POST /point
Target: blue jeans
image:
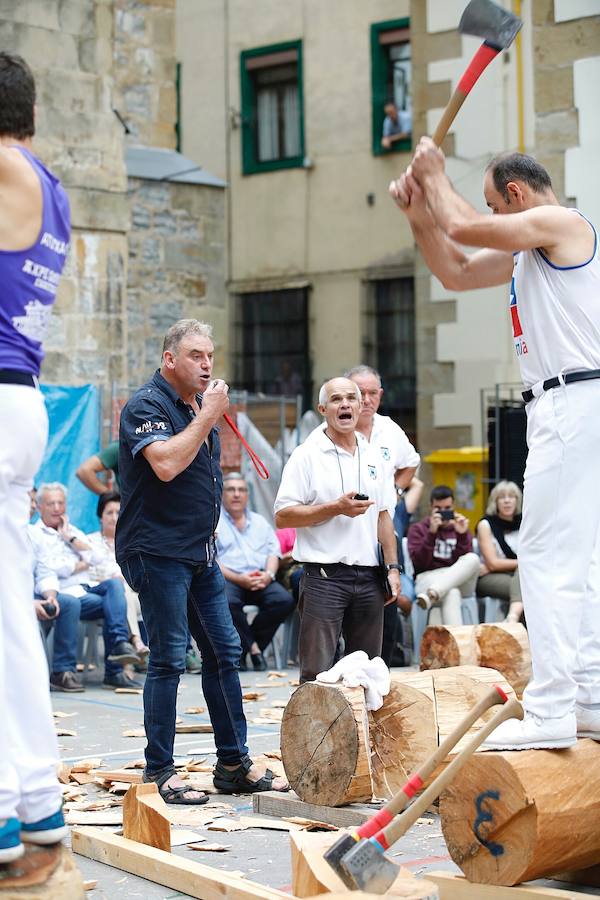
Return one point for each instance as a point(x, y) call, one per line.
point(104, 601)
point(66, 625)
point(173, 593)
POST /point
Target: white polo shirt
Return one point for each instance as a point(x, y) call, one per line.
point(395, 451)
point(317, 472)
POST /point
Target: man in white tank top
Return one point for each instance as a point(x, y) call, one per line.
point(549, 256)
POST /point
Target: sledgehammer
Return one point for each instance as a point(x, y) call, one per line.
point(415, 782)
point(366, 865)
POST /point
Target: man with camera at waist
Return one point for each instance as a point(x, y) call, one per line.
point(441, 550)
point(333, 492)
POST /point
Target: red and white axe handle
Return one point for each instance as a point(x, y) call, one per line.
point(483, 57)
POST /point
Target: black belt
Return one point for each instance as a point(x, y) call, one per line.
point(586, 375)
point(11, 376)
point(332, 569)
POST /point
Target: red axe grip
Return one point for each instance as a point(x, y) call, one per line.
point(478, 64)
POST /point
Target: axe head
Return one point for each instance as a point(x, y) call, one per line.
point(489, 21)
point(368, 869)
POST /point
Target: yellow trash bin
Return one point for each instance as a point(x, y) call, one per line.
point(463, 469)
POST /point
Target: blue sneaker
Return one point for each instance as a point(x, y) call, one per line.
point(10, 842)
point(50, 830)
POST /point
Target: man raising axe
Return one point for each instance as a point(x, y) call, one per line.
point(549, 256)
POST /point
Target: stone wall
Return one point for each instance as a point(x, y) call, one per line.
point(68, 44)
point(176, 253)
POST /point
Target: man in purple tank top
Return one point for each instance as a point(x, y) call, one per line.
point(34, 239)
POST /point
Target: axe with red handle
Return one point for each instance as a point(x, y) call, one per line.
point(498, 27)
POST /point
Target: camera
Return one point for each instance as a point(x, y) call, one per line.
point(50, 609)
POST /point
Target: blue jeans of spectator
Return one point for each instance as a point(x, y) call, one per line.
point(107, 601)
point(274, 606)
point(66, 630)
point(172, 594)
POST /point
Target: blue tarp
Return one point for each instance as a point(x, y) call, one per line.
point(74, 414)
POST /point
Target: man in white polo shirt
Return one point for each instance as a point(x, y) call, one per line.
point(333, 493)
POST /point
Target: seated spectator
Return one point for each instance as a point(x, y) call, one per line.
point(498, 539)
point(248, 554)
point(105, 462)
point(63, 557)
point(103, 541)
point(397, 126)
point(391, 653)
point(441, 550)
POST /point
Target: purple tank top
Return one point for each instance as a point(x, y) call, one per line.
point(29, 279)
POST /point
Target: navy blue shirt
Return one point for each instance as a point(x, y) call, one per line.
point(178, 518)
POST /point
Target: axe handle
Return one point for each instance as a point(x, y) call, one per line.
point(400, 825)
point(384, 816)
point(482, 58)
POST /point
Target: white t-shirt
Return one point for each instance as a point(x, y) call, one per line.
point(320, 472)
point(395, 451)
point(555, 314)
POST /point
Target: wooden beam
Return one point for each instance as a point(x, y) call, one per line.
point(456, 887)
point(175, 872)
point(275, 803)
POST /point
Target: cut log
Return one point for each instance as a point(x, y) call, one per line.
point(403, 732)
point(505, 647)
point(443, 646)
point(325, 744)
point(145, 817)
point(43, 873)
point(312, 875)
point(515, 816)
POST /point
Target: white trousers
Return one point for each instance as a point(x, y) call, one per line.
point(559, 548)
point(29, 788)
point(452, 584)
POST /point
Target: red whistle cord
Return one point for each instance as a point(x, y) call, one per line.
point(256, 460)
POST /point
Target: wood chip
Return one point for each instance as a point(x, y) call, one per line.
point(223, 824)
point(211, 848)
point(194, 729)
point(86, 765)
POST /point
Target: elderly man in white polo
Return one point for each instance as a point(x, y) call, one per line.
point(333, 493)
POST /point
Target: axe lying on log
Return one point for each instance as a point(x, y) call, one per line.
point(498, 27)
point(366, 866)
point(384, 816)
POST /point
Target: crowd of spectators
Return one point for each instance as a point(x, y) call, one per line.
point(77, 578)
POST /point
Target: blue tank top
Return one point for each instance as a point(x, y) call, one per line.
point(29, 279)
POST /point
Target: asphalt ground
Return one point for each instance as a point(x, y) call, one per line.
point(101, 717)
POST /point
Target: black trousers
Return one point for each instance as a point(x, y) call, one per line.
point(334, 600)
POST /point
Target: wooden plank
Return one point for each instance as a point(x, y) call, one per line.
point(456, 887)
point(175, 872)
point(275, 803)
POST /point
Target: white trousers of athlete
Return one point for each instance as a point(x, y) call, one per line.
point(559, 549)
point(452, 584)
point(29, 789)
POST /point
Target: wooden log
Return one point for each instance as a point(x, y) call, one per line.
point(403, 732)
point(175, 872)
point(145, 817)
point(443, 646)
point(325, 744)
point(43, 873)
point(505, 647)
point(515, 816)
point(313, 876)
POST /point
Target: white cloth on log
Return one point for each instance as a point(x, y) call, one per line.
point(356, 670)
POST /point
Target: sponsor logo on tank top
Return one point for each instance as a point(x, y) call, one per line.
point(520, 345)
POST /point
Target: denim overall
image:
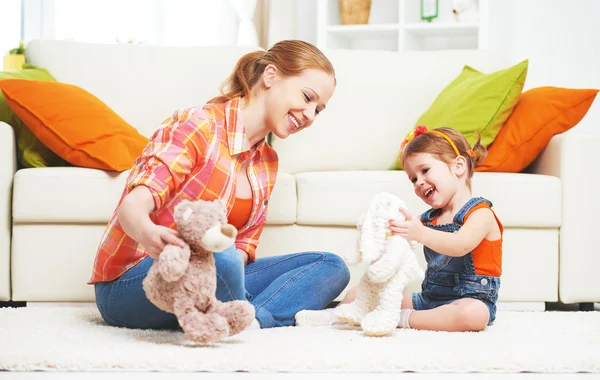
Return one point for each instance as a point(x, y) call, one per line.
point(448, 278)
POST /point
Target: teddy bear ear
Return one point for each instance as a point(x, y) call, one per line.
point(182, 206)
point(221, 204)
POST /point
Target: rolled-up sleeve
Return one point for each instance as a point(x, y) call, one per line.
point(176, 148)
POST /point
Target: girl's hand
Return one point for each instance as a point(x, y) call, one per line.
point(411, 229)
point(155, 238)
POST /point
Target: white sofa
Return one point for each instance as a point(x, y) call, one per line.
point(327, 173)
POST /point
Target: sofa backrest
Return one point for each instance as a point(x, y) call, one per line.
point(143, 84)
point(379, 97)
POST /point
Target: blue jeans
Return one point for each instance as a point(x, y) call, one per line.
point(278, 287)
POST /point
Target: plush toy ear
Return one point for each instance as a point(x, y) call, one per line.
point(222, 204)
point(182, 208)
point(361, 220)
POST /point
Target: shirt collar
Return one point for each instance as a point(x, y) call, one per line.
point(237, 138)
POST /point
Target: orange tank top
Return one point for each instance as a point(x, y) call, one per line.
point(240, 212)
point(487, 256)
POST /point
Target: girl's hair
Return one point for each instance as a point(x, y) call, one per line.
point(290, 57)
point(440, 148)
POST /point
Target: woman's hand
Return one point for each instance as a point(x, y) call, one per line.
point(133, 214)
point(155, 238)
point(410, 229)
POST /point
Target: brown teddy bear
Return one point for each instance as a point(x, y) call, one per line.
point(183, 280)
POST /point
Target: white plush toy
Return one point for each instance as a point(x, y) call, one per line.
point(391, 266)
point(465, 10)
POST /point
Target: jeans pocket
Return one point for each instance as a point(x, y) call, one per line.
point(480, 288)
point(103, 292)
point(436, 261)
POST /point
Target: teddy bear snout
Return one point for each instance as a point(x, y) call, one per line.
point(219, 237)
point(229, 230)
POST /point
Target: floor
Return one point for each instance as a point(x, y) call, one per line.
point(300, 376)
point(291, 376)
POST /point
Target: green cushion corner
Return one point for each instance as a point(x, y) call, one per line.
point(31, 152)
point(475, 102)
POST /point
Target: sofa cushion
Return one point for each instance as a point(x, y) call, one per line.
point(540, 114)
point(477, 104)
point(338, 198)
point(82, 195)
point(75, 124)
point(378, 97)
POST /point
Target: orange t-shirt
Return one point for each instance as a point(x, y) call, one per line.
point(240, 213)
point(487, 256)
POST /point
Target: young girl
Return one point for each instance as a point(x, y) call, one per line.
point(461, 235)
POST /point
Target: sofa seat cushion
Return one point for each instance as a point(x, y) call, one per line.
point(82, 195)
point(338, 198)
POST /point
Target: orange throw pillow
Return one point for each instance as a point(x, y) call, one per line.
point(74, 124)
point(540, 114)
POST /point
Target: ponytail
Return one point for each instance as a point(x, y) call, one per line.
point(245, 75)
point(290, 57)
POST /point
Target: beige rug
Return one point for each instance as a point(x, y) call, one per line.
point(76, 339)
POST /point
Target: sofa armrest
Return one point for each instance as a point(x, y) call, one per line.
point(571, 157)
point(8, 166)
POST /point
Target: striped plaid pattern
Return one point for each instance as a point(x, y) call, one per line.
point(195, 154)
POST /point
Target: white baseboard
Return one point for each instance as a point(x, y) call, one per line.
point(54, 304)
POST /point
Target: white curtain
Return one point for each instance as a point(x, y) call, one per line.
point(157, 22)
point(10, 26)
point(247, 30)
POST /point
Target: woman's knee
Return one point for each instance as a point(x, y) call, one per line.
point(339, 269)
point(230, 275)
point(229, 264)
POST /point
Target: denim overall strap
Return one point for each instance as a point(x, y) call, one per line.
point(429, 215)
point(459, 218)
point(437, 262)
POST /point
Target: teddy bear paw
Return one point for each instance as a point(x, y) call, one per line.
point(378, 324)
point(349, 313)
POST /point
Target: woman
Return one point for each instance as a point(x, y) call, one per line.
point(219, 151)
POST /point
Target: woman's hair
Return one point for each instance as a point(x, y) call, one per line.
point(440, 148)
point(290, 57)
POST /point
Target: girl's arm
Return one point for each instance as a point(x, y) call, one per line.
point(480, 224)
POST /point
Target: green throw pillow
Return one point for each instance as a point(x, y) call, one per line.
point(477, 102)
point(31, 152)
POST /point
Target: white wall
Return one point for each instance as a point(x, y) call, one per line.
point(561, 38)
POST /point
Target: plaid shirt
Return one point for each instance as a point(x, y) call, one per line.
point(195, 154)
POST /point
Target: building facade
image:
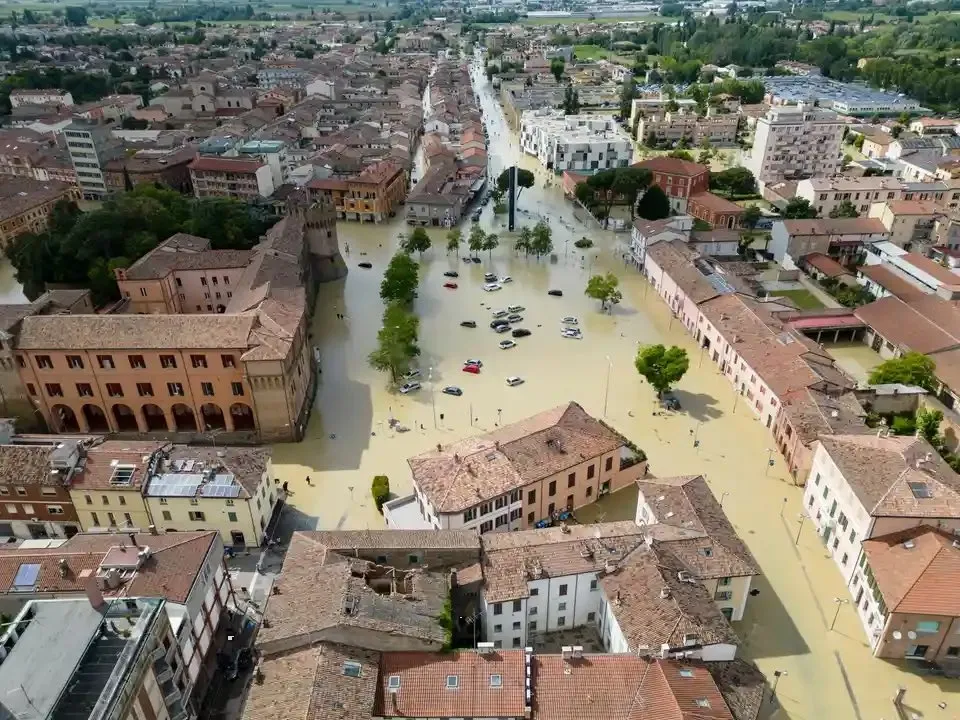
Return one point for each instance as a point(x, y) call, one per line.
point(793, 142)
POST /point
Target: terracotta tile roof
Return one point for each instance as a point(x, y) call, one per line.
point(483, 467)
point(395, 539)
point(623, 687)
point(917, 571)
point(323, 593)
point(884, 275)
point(310, 684)
point(687, 502)
point(636, 592)
point(170, 572)
point(880, 470)
point(673, 166)
point(906, 327)
point(511, 559)
point(423, 688)
point(99, 466)
point(825, 264)
point(135, 332)
point(676, 260)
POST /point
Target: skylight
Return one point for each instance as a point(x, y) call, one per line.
point(920, 490)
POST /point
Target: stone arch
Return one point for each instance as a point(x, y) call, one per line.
point(183, 418)
point(125, 418)
point(241, 415)
point(154, 418)
point(212, 417)
point(96, 418)
point(65, 419)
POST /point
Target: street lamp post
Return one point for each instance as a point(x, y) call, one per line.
point(840, 603)
point(606, 391)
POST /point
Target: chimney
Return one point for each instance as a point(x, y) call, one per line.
point(93, 592)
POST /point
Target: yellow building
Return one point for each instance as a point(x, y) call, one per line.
point(224, 489)
point(108, 490)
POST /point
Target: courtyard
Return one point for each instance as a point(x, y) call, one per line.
point(827, 674)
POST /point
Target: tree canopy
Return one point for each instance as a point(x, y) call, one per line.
point(84, 248)
point(662, 367)
point(912, 368)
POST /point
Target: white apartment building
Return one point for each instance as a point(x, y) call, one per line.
point(582, 143)
point(608, 575)
point(866, 486)
point(826, 193)
point(796, 141)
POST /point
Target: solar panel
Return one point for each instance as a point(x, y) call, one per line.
point(26, 578)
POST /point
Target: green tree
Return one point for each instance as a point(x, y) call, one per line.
point(557, 68)
point(396, 342)
point(928, 426)
point(490, 243)
point(604, 288)
point(845, 209)
point(654, 205)
point(525, 179)
point(663, 368)
point(912, 368)
point(799, 209)
point(542, 241)
point(418, 241)
point(400, 279)
point(751, 216)
point(454, 238)
point(476, 239)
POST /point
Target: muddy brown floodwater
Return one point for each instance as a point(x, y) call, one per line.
point(830, 675)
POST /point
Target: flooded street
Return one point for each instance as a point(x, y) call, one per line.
point(828, 674)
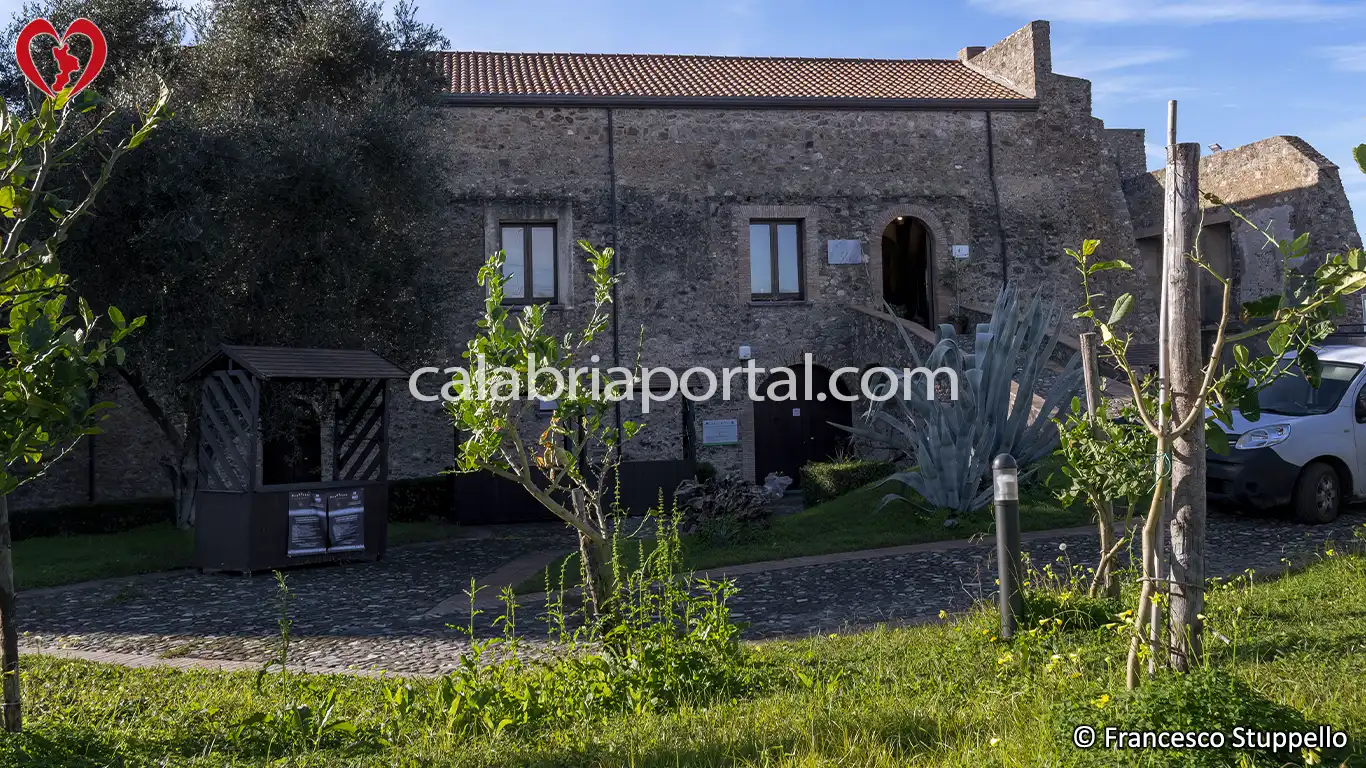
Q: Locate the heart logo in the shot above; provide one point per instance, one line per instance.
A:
(67, 63)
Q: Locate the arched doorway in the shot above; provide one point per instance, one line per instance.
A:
(907, 280)
(794, 432)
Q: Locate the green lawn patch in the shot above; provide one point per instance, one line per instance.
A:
(71, 559)
(935, 696)
(847, 524)
(68, 559)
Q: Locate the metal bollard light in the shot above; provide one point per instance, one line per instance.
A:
(1006, 480)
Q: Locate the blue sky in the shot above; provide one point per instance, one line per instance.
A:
(1241, 69)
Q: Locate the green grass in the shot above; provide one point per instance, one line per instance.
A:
(935, 696)
(71, 559)
(847, 524)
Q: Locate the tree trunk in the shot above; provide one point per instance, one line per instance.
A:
(598, 585)
(1144, 618)
(183, 470)
(186, 480)
(1186, 376)
(8, 626)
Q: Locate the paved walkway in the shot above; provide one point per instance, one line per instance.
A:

* _The task_
From the records above, copy only the lines running from the line containing "Target: wooden log" to the line containing "Target: brown teddy bear", both ends included. Leave the pictures out.

* _Task output_
Target: wooden log
Return one point for each instance as a point(x, y) call, one per line.
point(403, 732)
point(175, 872)
point(145, 817)
point(443, 646)
point(325, 744)
point(43, 873)
point(505, 647)
point(515, 816)
point(313, 876)
POST /point
Target: white cloth on log
Return one point for each instance as a point(x, y) call, one per line.
point(356, 670)
POST /point
Target: sponsor logo on tank top
Return one point for each instance as a point(x, y) call, one per line.
point(520, 345)
POST /point
Target: denim overall
image:
Return one point for each instance as a point(x, y) call, one per line.
point(448, 278)
POST /point
Target: teddy bear ear
Return one point for each instance as a point(x, y) call, one per line.
point(182, 206)
point(221, 204)
POST /point
Target: rolled-up sleeve
Return one point for each instance as a point(x, y) call, one per line.
point(176, 148)
POST /point
Target: girl's hand
Return one point for each instance as a point(x, y) call, one per line.
point(411, 229)
point(155, 238)
POST /point
Target: white sofa
Return one point for each instance as a point(x, y) call, one per line.
point(327, 173)
POST /point
Target: sofa backrest
Return one point for each instance as a point(x, y) call, one per line.
point(143, 84)
point(379, 97)
POST /point
Target: blue jeans
Return one point for each instance as a point(x, y) call, one per line.
point(278, 287)
POST /point
Target: plush toy ear
Return one point for each instance as a point(x, y) call, one per line.
point(222, 204)
point(182, 208)
point(361, 220)
POST /point
Target: shirt collar
Return one point for each instance as a point(x, y) call, one per line.
point(237, 138)
POST /point
Target: orange tank top
Return one point for each instance as a point(x, y) call, one per line.
point(240, 212)
point(487, 256)
POST /point
Target: girl's hair
Return one point for each instance as a point(x, y) call, one per line.
point(290, 57)
point(440, 148)
POST /point
Target: woman's hand
Return one point for each instance as a point(x, y) call, one per line.
point(133, 214)
point(155, 238)
point(410, 229)
POST /point
Target: brown teddy bear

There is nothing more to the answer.